The Day After — What's Next For NASA After the Supercommittee Failure?
As politicians from both parties blame each other for the collapse of the supercommittee deliberations yesterday, most people are wondering what comes next.
No easy answers are apparent.
By law – the Budget Control Act of 2011 to be specific – the failure of the supercommittee triggers automatic across-the-board spending cuts beginning in 2013, half from “defense” and half from “non-defense” discretionary spending. The non-defense spending reduction includes up to a 2 percent cut in Medicare payments to providers; Social Security and Medicaid are exempt from cuts. The remainder of the amount to be cut from non-defense spending would come from agencies like NASA, EPA, the Departments of Interior, Labor, Commerce (including NOAA), Education and so forth.
Of the $1.2 trillion sought, $216 billion is estimated to come from interest savings (since the debt will be lower, the government can pay less interest on that debt). That leaves about $1 trillion to come from spending cuts: $500 billion from defense and $500 billion from non-defense. The cuts are spread over 10 years (FY2013-2021).
What “defense” means in this context is being debated. Some argue the Budget Control Act makes clear it means only the Pentagon, but others insist that other national security spending is included. However it is defined, considerable attention is being focused on undoing those automatic cuts. So far no one appears to be objecting to the automatic cuts to non-defense spending.
It is impossible to determine at this stage what such cuts would mean to particular agencies or programs, but New Scientist, citing an expert from AAAS, estimates it at about 8 percent. The cut would be applied “across-the-board,” meaning that each activity would be cut by the same amount. This “meat-axe” approach, compared to a “scalpel” where cuts could be made based on merit or other determinants, is part of what has everyone up in arms. This draconian penalty for supercommittee failure was deliberately included in the Act as an incentive for them to reach agreement. It obviously did not work. President Obama has stated that he will veto any attempt to change the automatic cuts.
The automatic cuts will not take place until January 2013, presumably after Congress has acted on the President’s FY2013 budget request that will be submitted in February 2012. The cuts are for FY2013 through FY2021 and complicated formulas are applied that make the entire situation quite confusing.
──────
• **Questions on the material**
1/ From the text on NASA and the supercommittee failure, list every agency or department named as a source of the non-defense spending cuts.
2/ Answer these questions from the NASA budget text:
(a) How much of the $1.2 trillion is estimated to come from interest savings?
(b) Which two programs are exempt from the cuts?
(c) In what month and year will the automatic cuts take place?
3/ Carry on the text about NASA after the supercommittee failure, starting after its final sentence.
The records that come next have no connection to the text about NASA and the supercommittee.

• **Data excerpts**
──────
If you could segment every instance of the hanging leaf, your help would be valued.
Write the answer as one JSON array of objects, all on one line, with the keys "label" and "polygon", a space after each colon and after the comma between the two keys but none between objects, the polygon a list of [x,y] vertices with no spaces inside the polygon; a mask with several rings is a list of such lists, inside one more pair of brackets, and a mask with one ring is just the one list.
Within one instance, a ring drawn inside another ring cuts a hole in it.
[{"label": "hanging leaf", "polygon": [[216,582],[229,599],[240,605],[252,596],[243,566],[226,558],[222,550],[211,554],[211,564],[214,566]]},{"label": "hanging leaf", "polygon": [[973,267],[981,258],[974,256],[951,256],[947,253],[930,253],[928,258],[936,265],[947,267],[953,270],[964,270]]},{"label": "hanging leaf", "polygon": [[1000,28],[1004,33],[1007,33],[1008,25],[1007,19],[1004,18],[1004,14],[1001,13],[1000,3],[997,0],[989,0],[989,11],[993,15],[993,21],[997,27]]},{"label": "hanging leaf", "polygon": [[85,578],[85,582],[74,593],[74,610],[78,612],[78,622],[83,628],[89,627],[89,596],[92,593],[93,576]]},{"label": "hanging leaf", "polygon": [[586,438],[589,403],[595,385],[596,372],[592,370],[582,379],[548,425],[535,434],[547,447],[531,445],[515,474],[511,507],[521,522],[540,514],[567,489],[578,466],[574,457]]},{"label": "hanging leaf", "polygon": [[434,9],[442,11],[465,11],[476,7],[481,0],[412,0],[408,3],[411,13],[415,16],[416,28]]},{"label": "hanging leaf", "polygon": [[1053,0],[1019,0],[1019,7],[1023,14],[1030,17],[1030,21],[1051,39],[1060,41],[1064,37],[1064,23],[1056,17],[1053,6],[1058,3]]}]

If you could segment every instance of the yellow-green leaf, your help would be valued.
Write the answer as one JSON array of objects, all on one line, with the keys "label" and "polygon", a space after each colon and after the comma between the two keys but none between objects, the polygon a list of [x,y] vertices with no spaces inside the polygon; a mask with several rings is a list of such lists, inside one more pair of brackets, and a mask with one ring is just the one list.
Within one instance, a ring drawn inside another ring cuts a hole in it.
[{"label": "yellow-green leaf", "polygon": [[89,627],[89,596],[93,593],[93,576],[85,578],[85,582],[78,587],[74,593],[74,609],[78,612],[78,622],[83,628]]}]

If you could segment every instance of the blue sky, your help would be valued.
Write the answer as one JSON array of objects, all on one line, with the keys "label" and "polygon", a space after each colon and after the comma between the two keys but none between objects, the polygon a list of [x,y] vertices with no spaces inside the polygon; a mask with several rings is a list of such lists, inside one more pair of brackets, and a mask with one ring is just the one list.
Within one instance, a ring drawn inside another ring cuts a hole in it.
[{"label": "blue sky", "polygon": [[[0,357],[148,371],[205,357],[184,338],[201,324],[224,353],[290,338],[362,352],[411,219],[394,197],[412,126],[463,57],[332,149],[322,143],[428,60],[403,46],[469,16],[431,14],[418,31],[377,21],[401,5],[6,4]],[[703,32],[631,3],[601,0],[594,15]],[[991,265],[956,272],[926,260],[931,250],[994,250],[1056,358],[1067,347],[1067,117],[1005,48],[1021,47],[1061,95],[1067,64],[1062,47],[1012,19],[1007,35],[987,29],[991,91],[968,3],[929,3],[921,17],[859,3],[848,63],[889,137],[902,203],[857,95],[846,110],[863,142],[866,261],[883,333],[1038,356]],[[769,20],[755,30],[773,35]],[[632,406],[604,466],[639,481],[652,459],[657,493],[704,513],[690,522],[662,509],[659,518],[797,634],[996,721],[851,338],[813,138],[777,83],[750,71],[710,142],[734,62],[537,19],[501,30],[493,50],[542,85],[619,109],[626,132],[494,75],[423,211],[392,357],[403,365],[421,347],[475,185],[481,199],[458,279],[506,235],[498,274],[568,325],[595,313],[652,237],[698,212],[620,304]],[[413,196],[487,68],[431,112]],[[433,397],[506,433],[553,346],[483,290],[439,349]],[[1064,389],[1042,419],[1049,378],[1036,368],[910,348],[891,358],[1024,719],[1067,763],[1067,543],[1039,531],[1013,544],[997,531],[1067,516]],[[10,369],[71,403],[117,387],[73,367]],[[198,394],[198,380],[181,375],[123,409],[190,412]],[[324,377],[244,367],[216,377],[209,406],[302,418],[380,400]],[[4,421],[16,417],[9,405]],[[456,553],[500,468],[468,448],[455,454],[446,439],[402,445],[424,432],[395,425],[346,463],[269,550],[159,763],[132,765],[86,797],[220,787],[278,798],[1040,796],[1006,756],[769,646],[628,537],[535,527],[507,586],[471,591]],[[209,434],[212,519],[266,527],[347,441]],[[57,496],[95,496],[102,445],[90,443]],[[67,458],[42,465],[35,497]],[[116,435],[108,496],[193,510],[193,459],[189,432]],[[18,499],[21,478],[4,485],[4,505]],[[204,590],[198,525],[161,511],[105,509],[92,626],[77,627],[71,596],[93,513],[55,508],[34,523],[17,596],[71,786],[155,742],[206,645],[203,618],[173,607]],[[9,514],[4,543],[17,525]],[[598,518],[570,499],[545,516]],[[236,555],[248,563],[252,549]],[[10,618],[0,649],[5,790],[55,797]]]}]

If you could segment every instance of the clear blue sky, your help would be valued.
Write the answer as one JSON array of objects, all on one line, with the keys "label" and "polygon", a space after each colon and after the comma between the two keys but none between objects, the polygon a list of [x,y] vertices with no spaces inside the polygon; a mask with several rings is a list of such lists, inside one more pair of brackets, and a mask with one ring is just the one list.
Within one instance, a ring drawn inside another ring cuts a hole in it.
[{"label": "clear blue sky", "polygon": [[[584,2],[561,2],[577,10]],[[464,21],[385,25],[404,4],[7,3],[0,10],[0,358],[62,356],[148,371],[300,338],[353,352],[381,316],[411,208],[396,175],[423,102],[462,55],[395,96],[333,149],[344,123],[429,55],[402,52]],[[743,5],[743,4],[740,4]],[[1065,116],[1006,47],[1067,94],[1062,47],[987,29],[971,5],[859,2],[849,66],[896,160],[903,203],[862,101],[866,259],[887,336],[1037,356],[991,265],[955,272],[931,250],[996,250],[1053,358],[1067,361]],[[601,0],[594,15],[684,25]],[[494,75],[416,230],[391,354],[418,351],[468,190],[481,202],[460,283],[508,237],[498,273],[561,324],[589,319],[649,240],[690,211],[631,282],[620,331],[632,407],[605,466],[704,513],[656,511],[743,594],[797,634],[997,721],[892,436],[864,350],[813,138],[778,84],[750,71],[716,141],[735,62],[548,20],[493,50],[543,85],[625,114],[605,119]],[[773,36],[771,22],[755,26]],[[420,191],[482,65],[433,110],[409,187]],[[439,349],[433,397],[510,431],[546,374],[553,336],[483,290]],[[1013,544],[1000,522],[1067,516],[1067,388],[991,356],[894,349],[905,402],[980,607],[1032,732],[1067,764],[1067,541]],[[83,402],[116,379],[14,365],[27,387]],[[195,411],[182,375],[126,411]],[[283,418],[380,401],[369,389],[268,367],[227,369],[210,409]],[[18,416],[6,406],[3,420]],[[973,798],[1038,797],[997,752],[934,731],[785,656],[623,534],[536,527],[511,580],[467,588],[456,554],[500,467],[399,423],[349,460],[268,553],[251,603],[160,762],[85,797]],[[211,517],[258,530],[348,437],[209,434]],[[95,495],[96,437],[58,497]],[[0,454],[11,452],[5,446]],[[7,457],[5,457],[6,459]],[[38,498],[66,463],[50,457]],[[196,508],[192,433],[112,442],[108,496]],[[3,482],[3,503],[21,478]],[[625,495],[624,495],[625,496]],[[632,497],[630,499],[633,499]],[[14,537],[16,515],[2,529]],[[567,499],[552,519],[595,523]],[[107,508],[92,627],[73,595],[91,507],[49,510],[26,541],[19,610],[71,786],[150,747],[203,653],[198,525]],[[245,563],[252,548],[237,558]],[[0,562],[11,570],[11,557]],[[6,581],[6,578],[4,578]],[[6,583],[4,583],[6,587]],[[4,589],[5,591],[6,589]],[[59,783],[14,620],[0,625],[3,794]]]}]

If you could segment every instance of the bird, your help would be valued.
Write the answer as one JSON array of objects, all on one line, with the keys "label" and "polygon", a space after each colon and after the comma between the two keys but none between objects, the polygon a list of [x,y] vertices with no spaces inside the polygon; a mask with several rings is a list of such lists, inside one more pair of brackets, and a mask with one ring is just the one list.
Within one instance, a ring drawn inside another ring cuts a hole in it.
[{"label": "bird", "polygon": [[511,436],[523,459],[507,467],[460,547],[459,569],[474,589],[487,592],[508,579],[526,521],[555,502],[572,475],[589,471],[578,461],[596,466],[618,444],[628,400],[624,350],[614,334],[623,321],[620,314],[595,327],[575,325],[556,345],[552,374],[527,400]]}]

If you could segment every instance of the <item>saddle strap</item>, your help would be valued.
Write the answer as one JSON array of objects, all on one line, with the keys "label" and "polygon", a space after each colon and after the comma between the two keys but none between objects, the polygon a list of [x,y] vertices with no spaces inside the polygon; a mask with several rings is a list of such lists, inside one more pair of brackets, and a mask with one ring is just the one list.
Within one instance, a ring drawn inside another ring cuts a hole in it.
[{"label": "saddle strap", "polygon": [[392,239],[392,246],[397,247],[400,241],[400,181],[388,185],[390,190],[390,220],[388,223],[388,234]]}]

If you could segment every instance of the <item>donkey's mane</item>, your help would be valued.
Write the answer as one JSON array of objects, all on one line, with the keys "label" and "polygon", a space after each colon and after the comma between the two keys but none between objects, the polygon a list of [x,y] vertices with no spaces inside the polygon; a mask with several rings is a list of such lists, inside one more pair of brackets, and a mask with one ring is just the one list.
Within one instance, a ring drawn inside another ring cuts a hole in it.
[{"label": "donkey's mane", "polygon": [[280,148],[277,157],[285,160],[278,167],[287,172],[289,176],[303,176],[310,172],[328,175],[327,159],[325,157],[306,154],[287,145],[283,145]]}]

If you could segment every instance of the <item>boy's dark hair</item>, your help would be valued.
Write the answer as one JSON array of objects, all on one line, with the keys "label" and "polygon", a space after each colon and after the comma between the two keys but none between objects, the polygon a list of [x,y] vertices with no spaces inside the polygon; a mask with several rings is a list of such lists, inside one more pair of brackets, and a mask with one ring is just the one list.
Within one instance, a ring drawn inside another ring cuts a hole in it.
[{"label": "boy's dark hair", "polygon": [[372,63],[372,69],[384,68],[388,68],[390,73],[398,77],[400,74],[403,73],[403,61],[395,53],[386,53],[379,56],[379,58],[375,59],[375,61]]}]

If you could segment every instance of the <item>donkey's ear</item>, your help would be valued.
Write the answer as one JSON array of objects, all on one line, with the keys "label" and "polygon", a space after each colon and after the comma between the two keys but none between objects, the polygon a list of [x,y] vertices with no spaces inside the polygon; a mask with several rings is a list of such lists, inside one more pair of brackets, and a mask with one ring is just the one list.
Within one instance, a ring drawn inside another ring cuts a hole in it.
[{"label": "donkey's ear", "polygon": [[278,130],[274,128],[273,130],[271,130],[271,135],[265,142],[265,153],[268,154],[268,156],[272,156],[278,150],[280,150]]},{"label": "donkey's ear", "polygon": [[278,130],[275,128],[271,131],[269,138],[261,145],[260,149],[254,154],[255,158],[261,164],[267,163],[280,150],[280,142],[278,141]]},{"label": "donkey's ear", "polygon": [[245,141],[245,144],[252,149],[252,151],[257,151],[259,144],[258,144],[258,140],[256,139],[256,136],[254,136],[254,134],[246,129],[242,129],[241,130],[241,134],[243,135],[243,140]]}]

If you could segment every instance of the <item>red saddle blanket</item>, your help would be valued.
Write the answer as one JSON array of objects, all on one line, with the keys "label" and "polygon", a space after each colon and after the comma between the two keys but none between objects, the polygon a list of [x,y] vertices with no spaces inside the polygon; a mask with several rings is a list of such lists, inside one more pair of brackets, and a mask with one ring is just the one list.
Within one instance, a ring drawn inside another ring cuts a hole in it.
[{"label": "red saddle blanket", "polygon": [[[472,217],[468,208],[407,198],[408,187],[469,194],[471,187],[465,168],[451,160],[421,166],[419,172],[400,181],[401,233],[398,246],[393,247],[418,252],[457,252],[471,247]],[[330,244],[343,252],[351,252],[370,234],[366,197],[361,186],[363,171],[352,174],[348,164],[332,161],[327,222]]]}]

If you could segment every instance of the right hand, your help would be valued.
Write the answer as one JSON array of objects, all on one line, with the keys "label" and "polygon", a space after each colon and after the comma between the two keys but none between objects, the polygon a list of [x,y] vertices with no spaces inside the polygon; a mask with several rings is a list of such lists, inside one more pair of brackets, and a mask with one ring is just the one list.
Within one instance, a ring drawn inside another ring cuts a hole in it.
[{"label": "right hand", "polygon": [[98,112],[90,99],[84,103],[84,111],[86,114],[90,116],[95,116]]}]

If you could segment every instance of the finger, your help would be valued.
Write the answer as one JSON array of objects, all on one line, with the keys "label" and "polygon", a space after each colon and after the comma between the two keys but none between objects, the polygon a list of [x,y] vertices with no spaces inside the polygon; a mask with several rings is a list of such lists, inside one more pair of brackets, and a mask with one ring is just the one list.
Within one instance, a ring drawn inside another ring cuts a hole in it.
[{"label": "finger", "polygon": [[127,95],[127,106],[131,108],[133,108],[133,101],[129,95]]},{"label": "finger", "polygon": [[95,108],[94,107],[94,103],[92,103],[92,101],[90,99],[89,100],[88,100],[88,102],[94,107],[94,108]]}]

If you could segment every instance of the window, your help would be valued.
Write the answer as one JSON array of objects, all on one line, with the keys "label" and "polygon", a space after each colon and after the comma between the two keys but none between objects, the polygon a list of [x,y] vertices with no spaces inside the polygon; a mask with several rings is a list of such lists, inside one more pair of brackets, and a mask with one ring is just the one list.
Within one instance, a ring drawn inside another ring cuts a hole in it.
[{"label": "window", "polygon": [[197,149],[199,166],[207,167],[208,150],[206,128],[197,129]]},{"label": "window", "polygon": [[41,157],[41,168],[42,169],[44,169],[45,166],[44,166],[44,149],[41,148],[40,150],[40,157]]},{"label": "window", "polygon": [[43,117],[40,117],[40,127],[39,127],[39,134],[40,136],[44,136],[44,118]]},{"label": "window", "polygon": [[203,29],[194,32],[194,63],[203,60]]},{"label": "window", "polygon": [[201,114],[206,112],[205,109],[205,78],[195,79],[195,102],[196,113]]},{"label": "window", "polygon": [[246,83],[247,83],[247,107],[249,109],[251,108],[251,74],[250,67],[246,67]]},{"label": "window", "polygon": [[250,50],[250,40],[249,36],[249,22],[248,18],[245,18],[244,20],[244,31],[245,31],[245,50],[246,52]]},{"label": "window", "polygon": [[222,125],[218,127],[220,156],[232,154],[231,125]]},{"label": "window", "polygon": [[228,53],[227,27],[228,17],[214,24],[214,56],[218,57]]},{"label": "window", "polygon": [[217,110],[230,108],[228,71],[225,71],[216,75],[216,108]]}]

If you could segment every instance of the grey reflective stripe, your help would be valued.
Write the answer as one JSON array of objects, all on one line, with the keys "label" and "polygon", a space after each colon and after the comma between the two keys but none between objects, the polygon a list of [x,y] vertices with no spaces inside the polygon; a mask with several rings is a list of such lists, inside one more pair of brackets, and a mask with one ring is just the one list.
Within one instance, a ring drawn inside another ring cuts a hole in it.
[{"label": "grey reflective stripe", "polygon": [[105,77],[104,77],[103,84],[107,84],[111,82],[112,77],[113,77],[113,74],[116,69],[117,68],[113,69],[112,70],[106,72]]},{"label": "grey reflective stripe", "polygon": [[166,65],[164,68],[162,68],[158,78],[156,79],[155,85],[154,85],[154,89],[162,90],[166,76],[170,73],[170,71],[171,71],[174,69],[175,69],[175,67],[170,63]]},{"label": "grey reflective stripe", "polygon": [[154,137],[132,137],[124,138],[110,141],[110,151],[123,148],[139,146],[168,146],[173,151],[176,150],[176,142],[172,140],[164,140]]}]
──────
• **Answers by item**
1/
NASA
EPA
Department of the Interior
Department of Labor
Department of Commerce (including NOAA)
Department of Education

2/
(a) $216 billion
(b) Social Security and Medicaid
(c) January 2013

3/
Kicking the deficit reduction can down the road into the maelstrom of an election year, as congressional Democrats and Republicans now have done, is an interesting choice. Politicians have spent the last day not only pointing fingers, but offering their assessments of which party is now in a better bargaining position.
Gauging the potential impact on federally funded science and technology programs in general, or the space program in particular, is a fool’s errand at this point other than recognizing the obvious – budgets will be even more constrained. How the Administration crafts the FY2013 budget request and how Congress acts on it will be critical since the cuts will apply to the amounts in the FY2013 appropriations bills. Determining priorities clearly will be a key factor.
In an exchange during a Senate hearing last week, NASA Administrator Charlie Bolden and Senator Kay Bailey Hutchison (R-TX) revealed that at a September meeting between Senators Hutchison and Bill Nelson (D-FL), Bolden, and Office of Management and Budget Director Jacob Lew, agreement was reached that NASA’s top three priorities are the Space Launch System and the Multi-Purpose Crew Vehicle, enhancements to the International Space Station including commercial crew, and the James Webb Space Telescope. In an across-the board cut situation, each of those would be cut by the same amount, along with each other NASA activity. Whether the Administration and Congress craft the budget to protect those priorities at the expense of other NASA activities may become apparent in February when the budget is submitted to Congress.
Although NASA is one of the lucky agencies whose FY2012 budgets has been enacted, the long-term stability of that budget is just as ambiguous as ever. The only certainty seems to be that NASA’s budget woes are far from over.